**Objective**
Show every line of the rows that contains the word "window", copying each one in full.

**Material for the task**
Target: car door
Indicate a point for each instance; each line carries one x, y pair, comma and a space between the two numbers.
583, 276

--

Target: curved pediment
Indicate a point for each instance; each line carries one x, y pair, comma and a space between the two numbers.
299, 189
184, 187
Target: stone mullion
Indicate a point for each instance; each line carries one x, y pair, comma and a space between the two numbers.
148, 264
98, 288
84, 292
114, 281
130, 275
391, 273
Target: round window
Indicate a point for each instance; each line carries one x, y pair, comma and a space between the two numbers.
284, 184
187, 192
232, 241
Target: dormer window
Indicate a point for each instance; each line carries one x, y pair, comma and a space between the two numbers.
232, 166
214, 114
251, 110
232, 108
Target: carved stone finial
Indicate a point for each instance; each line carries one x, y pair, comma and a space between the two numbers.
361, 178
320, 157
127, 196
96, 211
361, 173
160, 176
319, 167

**Answer**
Target: round window
Target: dormer window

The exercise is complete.